**TRECHO DE ORIGEM:**
Um estudo conduzido pela UFRGS, em parceria com a Fiocruz e as universidades de Valência, na Espanha, e de McMaster, no Canadá, deu números a um sentimento unânime neste período pandêmico. O nosso estilo de vida mudou com a pandemia — e para pior.
Para mapear a saúde mental da população, a pesquisa "Hábitos saudáveis e estilo de vida durante a pandemia de covid-19" entrevistou mais de 22 mil pessoas, entre brasileiros e espanhóis, entre os meses de abril e maio. Os resultados apontaram que, no Brasil, o declínio de práticas sadias foi mais agudo do que no país europeu.
— Parece que, no Brasil, o impacto da pandemia tem sido mais profundo. Praticamente tudo piorou. Sendo que, naquele momento, a Espanha estava em pleno lockdown, e o Brasil, em um estágio inicial da pandemia — diz o professor de Medicina da UFRGS Flávio Kapczinski, um dos coordenadores do trabalho.
Segundo dados parciais da pesquisa, até 1º de maio, 50,3% dos brasileiros que participaram tiveram alterações em seu padrão de sono, contra 38,2% dos espanhóis. Por aqui, 44,1% ainda relataram mudanças em seus hábitos alimentares. No país europeu, 23,9%.

**MATERIAL EXTRAÍDO:**
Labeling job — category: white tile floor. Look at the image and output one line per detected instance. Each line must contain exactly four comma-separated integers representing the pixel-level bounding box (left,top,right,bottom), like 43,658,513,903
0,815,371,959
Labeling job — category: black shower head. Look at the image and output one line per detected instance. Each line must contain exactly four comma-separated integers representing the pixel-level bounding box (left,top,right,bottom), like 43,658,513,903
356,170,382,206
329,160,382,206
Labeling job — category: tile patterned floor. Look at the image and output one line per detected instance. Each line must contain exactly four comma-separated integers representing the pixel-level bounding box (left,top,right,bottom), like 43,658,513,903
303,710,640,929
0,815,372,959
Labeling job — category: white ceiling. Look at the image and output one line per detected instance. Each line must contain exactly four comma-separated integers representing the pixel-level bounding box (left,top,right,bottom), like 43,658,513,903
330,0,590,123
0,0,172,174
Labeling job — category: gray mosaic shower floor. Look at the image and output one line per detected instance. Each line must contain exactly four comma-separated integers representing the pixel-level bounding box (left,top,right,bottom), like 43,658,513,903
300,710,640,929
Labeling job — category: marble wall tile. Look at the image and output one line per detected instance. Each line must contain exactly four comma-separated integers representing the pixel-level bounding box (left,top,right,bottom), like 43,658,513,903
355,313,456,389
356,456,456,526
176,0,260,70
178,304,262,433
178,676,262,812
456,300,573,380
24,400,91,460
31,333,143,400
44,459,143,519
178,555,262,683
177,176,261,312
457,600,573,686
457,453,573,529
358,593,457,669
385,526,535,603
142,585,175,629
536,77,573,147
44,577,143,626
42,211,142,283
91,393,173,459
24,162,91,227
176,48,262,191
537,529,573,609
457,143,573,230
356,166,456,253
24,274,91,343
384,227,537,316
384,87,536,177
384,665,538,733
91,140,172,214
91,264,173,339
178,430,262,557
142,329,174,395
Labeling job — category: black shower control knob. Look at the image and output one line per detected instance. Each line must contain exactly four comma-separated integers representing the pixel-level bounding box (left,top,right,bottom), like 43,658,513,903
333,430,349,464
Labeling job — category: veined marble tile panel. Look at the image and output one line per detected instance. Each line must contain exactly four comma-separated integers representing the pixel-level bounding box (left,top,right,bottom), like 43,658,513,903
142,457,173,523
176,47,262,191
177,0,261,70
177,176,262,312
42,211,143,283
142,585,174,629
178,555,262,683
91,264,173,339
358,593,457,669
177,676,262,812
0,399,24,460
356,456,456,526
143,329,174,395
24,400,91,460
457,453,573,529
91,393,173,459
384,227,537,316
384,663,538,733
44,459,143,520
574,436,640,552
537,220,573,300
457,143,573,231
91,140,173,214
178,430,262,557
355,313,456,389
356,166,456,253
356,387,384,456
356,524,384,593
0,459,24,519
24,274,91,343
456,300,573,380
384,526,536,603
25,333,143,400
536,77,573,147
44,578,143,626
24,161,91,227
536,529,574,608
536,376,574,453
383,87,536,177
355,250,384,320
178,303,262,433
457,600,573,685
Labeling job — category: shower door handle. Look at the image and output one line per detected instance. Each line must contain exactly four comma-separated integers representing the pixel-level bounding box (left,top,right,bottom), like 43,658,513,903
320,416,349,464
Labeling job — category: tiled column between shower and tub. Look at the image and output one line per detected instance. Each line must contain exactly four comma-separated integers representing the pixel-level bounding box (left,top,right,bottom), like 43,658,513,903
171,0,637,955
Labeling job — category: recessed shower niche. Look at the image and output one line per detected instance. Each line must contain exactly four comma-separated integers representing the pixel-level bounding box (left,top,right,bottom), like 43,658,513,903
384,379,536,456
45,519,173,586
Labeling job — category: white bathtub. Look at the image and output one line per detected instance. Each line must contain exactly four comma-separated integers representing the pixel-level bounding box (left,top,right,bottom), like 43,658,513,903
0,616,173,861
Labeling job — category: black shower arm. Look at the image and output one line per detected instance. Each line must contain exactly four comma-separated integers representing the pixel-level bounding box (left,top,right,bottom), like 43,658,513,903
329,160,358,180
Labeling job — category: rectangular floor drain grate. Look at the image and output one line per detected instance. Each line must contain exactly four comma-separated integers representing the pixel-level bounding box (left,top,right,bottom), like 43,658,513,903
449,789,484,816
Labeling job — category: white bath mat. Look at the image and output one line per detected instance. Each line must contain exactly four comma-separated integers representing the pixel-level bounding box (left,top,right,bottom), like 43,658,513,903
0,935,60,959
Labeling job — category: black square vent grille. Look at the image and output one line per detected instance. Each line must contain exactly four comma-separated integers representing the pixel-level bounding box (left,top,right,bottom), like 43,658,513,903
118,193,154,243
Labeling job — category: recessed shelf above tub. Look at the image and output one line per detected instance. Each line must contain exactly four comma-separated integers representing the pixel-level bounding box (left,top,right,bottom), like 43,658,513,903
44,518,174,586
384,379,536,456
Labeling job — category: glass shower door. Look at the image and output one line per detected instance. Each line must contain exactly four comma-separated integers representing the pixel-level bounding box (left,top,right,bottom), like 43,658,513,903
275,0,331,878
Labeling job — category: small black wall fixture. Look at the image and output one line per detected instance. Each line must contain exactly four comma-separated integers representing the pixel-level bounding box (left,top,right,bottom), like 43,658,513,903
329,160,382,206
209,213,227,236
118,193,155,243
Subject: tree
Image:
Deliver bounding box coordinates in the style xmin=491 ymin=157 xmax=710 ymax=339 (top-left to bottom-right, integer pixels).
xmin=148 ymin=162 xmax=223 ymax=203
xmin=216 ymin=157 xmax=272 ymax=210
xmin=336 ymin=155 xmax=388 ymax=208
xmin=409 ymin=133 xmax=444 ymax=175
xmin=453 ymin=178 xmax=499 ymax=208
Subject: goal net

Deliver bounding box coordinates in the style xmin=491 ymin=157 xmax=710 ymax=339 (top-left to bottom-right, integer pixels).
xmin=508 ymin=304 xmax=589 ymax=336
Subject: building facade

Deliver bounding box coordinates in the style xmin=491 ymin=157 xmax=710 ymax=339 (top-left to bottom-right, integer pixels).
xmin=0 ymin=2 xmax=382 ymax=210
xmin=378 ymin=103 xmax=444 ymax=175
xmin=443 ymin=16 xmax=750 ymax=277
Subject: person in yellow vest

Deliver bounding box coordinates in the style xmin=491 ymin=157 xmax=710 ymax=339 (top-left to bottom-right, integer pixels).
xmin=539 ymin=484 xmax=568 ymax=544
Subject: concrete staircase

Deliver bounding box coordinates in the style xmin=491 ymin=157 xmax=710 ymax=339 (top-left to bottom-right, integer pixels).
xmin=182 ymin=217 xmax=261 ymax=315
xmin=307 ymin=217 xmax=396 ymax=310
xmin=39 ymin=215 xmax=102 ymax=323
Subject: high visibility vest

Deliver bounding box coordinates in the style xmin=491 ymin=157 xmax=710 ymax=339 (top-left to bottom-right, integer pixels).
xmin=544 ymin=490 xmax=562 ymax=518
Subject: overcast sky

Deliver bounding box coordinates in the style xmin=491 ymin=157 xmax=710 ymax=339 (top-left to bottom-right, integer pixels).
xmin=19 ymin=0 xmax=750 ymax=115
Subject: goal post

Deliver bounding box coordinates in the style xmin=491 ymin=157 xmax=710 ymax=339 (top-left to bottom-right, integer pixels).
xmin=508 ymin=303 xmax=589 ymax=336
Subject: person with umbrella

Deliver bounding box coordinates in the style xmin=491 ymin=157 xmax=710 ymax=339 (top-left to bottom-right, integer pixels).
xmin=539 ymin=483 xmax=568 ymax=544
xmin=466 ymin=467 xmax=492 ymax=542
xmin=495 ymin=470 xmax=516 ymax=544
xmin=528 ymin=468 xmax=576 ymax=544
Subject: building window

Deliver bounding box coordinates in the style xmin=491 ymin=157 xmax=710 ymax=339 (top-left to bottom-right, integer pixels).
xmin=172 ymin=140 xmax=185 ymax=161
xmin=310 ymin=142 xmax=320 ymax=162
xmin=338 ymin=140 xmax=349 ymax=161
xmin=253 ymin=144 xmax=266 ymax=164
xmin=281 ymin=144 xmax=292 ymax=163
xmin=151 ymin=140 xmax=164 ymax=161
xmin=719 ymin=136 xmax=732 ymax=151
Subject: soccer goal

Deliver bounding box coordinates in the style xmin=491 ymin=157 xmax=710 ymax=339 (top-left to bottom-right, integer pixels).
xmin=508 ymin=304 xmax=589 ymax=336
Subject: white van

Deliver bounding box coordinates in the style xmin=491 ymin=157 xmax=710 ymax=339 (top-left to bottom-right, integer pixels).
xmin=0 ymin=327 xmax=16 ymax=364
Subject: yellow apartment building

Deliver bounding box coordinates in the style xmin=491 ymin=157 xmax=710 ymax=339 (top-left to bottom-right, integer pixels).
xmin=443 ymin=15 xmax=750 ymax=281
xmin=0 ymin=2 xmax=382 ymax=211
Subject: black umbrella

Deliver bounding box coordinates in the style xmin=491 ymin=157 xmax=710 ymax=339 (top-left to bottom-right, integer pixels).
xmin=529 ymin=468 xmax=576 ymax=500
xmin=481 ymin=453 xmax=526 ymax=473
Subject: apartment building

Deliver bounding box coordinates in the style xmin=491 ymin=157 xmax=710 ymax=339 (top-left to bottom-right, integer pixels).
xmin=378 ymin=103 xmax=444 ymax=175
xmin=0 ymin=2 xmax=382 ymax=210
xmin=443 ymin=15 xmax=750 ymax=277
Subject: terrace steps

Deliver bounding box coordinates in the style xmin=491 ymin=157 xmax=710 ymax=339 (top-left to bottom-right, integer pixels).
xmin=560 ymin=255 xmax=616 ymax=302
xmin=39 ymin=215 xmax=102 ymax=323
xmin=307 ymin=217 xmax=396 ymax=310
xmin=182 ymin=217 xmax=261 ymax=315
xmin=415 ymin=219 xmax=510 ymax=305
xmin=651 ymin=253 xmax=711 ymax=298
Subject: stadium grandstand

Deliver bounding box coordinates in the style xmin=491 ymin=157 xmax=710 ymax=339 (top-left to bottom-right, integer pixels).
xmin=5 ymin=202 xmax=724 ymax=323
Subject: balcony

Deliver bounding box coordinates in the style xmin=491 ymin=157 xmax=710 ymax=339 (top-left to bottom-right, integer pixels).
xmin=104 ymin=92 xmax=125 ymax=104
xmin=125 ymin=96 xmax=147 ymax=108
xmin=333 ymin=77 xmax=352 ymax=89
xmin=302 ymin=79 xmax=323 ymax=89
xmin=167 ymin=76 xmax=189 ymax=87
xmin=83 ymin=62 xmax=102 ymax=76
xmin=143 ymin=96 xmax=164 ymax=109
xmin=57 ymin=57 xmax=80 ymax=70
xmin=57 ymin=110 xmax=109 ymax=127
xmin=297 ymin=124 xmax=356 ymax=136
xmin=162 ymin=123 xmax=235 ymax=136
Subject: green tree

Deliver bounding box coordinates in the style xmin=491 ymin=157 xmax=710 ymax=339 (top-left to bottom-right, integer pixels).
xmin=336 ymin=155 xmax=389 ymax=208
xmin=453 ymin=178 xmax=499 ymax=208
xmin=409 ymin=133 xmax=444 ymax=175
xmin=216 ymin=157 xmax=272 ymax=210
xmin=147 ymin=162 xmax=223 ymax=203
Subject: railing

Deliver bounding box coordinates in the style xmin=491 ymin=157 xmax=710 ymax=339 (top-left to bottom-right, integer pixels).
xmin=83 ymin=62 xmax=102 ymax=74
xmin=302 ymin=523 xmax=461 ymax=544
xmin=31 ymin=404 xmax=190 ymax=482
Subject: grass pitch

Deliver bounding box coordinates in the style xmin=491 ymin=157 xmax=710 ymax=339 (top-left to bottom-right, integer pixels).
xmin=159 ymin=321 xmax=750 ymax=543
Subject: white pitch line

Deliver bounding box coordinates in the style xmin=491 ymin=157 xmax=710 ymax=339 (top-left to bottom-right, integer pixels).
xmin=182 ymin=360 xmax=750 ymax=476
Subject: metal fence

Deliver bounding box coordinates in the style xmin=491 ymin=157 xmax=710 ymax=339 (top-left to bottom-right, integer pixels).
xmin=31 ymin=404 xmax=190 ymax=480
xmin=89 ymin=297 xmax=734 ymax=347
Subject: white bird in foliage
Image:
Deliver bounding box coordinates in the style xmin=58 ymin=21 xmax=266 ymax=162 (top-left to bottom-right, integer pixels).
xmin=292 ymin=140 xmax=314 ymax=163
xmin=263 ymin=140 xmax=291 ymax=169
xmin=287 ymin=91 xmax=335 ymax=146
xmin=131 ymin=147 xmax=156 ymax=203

**TAREFA:**
Atualize o texto sobre hábitos na pandemia entre "Um estudo conduzido" e "no país europeu.", inclusive, trocando "pesquisa" por "investigação". Este material não tem ligação com o texto sobre hábitos na pandemia.

**RESPOSTA:**
Um estudo conduzido pela UFRGS, em parceria com a Fiocruz e as universidades de Valência, na Espanha, e de McMaster, no Canadá, deu números a um sentimento unânime neste período pandêmico. O nosso estilo de vida mudou com a pandemia — e para pior.
Para mapear a saúde mental da população, a investigação "Hábitos saudáveis e estilo de vida durante a pandemia de covid-19" entrevistou mais de 22 mil pessoas, entre brasileiros e espanhóis, entre os meses de abril e maio. Os resultados apontaram que, no Brasil, o declínio de práticas sadias foi mais agudo do que no país europeu.